■ What is needed
Leave the images out and write out each entry exactly as shown.

---------- Task inputs

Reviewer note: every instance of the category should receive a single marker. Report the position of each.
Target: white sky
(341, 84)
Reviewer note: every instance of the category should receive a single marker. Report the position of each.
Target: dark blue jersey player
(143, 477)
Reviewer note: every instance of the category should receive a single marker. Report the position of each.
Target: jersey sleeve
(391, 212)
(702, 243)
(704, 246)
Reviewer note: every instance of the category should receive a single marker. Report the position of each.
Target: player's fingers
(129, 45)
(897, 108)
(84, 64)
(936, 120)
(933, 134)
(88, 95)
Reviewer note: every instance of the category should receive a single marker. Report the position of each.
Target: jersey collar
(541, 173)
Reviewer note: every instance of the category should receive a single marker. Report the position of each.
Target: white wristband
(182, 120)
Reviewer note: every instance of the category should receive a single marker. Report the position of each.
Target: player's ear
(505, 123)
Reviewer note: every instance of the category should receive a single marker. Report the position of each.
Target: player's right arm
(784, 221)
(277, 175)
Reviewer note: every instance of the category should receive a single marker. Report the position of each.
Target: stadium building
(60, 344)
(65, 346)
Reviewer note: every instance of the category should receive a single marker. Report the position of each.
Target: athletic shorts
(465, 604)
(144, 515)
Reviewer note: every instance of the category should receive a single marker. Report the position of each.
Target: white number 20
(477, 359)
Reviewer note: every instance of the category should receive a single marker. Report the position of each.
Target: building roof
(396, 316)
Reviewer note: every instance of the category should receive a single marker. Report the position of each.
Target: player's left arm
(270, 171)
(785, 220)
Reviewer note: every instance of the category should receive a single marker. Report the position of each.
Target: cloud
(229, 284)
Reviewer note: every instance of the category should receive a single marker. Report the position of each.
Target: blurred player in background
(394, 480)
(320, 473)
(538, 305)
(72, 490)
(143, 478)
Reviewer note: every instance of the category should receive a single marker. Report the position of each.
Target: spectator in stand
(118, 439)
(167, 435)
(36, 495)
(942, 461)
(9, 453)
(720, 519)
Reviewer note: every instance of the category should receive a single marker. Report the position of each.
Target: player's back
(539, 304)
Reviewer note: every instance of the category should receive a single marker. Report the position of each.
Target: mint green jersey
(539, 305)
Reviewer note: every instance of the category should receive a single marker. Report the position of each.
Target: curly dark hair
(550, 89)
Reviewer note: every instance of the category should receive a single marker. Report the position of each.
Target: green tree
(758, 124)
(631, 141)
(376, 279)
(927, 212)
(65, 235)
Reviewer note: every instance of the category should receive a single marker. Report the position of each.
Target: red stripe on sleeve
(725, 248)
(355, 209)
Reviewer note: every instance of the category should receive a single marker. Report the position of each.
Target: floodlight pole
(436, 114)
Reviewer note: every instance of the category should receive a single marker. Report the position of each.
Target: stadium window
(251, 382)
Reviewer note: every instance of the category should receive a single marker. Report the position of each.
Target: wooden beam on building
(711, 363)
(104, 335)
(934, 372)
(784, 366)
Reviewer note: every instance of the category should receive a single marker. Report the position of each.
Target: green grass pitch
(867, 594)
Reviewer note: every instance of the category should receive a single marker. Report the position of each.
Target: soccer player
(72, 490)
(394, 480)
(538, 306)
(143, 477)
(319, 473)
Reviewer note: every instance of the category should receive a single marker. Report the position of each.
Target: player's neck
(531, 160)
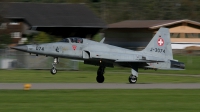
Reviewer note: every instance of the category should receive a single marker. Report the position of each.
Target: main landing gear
(53, 70)
(100, 78)
(133, 77)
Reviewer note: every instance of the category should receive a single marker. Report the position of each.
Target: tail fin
(160, 45)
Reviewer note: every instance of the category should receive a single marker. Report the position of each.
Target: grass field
(28, 76)
(100, 101)
(192, 64)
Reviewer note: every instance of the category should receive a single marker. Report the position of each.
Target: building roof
(52, 14)
(152, 24)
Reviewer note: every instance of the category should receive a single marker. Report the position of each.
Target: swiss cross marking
(74, 47)
(160, 42)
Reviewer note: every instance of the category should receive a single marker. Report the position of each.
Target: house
(136, 34)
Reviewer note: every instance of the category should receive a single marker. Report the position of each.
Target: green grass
(100, 100)
(36, 76)
(192, 64)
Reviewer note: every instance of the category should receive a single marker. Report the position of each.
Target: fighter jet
(156, 55)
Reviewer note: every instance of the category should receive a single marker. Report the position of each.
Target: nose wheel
(134, 75)
(100, 78)
(53, 70)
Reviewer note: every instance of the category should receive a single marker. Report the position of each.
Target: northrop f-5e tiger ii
(157, 54)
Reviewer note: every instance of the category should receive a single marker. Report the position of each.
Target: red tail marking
(74, 47)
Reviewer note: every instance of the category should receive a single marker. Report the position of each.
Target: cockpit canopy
(72, 40)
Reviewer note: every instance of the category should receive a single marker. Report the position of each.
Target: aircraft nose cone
(20, 48)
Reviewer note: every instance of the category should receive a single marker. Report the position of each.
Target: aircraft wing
(147, 61)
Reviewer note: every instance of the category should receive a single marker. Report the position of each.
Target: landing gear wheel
(53, 71)
(100, 79)
(132, 79)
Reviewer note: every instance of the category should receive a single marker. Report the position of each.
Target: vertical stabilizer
(160, 44)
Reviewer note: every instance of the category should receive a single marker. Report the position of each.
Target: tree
(5, 39)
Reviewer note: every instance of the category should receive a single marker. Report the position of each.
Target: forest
(112, 11)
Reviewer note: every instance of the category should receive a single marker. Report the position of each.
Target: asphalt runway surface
(43, 86)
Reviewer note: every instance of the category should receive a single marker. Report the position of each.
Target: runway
(43, 86)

--------------------

■ Result of this exercise
Reviewer note: every instance of the category should receive a single marker. Report the position of each.
Target: white sky
(341, 84)
Reviewer note: every instance of the category should receive a single marker. Report the position of each.
Target: dark blue jersey player
(143, 477)
Reviewer note: every instance of the category should receive a single marker. Report the position of each.
Target: jersey sleeve
(391, 212)
(702, 243)
(704, 246)
Reviewer note: every instance of the category should receive a single marker. Report the position of each.
Target: player's fingers
(129, 45)
(897, 108)
(84, 64)
(936, 120)
(933, 134)
(88, 95)
Reviewer note: every instance of the category should receive a single marker. Report the position of each.
Target: jersey collar
(541, 173)
Reviewer note: every instance of the category should receive a single marker. Report the position of each.
Target: white wristband
(182, 120)
Reviewer note: every instance of the category should receive a single marker. Report the position of each.
Target: player's ear
(505, 123)
Reviewer note: every instance of the category should receive a single marker. Report the position of each.
Target: player's right arm
(784, 221)
(277, 175)
Reviewer note: every instance of the category should receive a single marker. Report the position of each.
Target: stadium building
(60, 344)
(65, 346)
Reviewer note: every instance of the category should receive a single marker. Report the position of each.
Target: athletic shorts
(465, 604)
(144, 515)
Reviewer note: every instance of the category should receive a single marker. Report the position of each.
Target: white number 20
(477, 359)
Reviewer note: every instance of the category should receive a single marker. Report the position of each.
Target: building roof
(396, 316)
Reviewer note: every instance of the category should receive a single marker. Report the position of each.
Target: player's left arm
(270, 171)
(785, 220)
Reviewer note: every instance of the category should receive a single marker. Report the position of each.
Target: cloud
(229, 284)
Reviewer note: every instance of the category should receive a single marker. Report the position of each.
Target: blurred player in background
(394, 480)
(320, 473)
(538, 305)
(72, 490)
(143, 478)
Reviewer note: every instance of the category should receive a single marker. Report the position of each.
Target: spectator in stand
(118, 439)
(167, 435)
(36, 495)
(942, 461)
(9, 453)
(720, 519)
Reviewer note: every instance of the category should receive a single marker. Report the position of each.
Target: player's back
(539, 304)
Reviewer note: every instance of the category should receive a single marker. Report the position of each.
Target: mint green jersey
(539, 305)
Reviewer note: every instance of the category should receive a single marker. Report the position of each.
Target: curly dark hair
(550, 89)
Reviewer note: every instance of the category should receive a single marker. Report the position of each.
Target: green tree
(758, 124)
(631, 141)
(376, 279)
(927, 212)
(65, 235)
Reviewer note: every instance of the category should receive a single marker. Report the position of each.
Target: red stripe on sleeve
(725, 248)
(355, 209)
Reviewer note: every instance of the category should receive a single marker. Report the position of each.
Target: floodlight pole
(436, 114)
Reviewer note: every instance of the category should receive a single marker. Report the position of each.
Target: stadium window
(251, 382)
Reviewer note: every instance of the category should receive a single marker. Report the position of each.
Target: wooden beam on building
(711, 363)
(104, 335)
(934, 372)
(784, 366)
Reviewer note: every instance of the category should receive a single marker. Report the position of each.
Target: green grass pitch
(867, 594)
Reviewer note: every instance of the category should receive a single marker. Report the position of each.
Target: soccer player
(72, 490)
(394, 480)
(538, 306)
(143, 477)
(319, 473)
Reviewer note: every instance of the category should receive a single marker. Report the position of each.
Target: player's neck
(531, 160)
Reviewer note: every instance of the category should receive a single marker. Report the position of each.
Target: main landing gear
(53, 70)
(100, 78)
(133, 77)
Reviewer note: every instance of the category should receive a single marker. Report the position of each.
Target: tail fin
(160, 45)
Reviewer note: every instance of the category should receive a single marker. Report the position of each.
Target: grass field
(28, 76)
(100, 101)
(192, 64)
Reviewer note: every instance of the category should receive a single marker. Report the position of each.
Target: building roof
(52, 14)
(152, 24)
Reviewer note: every instance of the category should receive a single marker. Report the position of each.
Target: swiss cross marking
(74, 47)
(160, 42)
Reviewer note: every instance of the category should receive a single marker. Report the position of each.
Target: house
(136, 34)
Reviewer note: every instance of the category should receive a single marker. Report the position of each.
Target: green grass
(100, 100)
(36, 76)
(192, 64)
Reviewer note: every instance of the category should receive a single marker. Report the position of each.
Target: fighter jet
(156, 55)
Reviewer note: every instance of the category should receive a single marker. Report the position of each.
Target: nose wheel
(134, 75)
(100, 78)
(53, 70)
Reviewer note: every instance of the category should receive a single marker. Report the position of each.
Target: northrop f-5e tiger ii
(157, 54)
Reviewer note: every instance of the category should receive a single marker. Report the position of each.
Target: red tail marking
(74, 47)
Reviewer note: every instance of the category should receive a single marker. Report the position of each.
Target: cockpit canopy
(72, 40)
Reviewer note: every instance of the category should receive a single marker. Report the position of each.
Target: aircraft nose cone
(20, 48)
Reviewer note: every instance of the category should receive a single marker. Report the position of each.
Target: aircraft wing
(147, 61)
Reviewer note: every instance of the category should receive a single marker. Report the position of each.
Target: landing gear wheel
(53, 71)
(100, 79)
(132, 79)
Reviewer note: every instance of the category should receive a single marker. Report the position of each.
Target: vertical stabilizer
(160, 44)
Reviewer note: every instance of the category should receive a single marker. Report the position of each.
Target: tree
(5, 39)
Reviewer note: every instance of the category should receive a single marker. Report the position of each.
Target: forest
(112, 11)
Reviewer note: every instance of the category should receive a single marker. Report the position of each.
Target: asphalt runway surface
(43, 86)
Reviewer note: every instance of the category should receive a single marker. Report the position of each.
Target: runway
(43, 86)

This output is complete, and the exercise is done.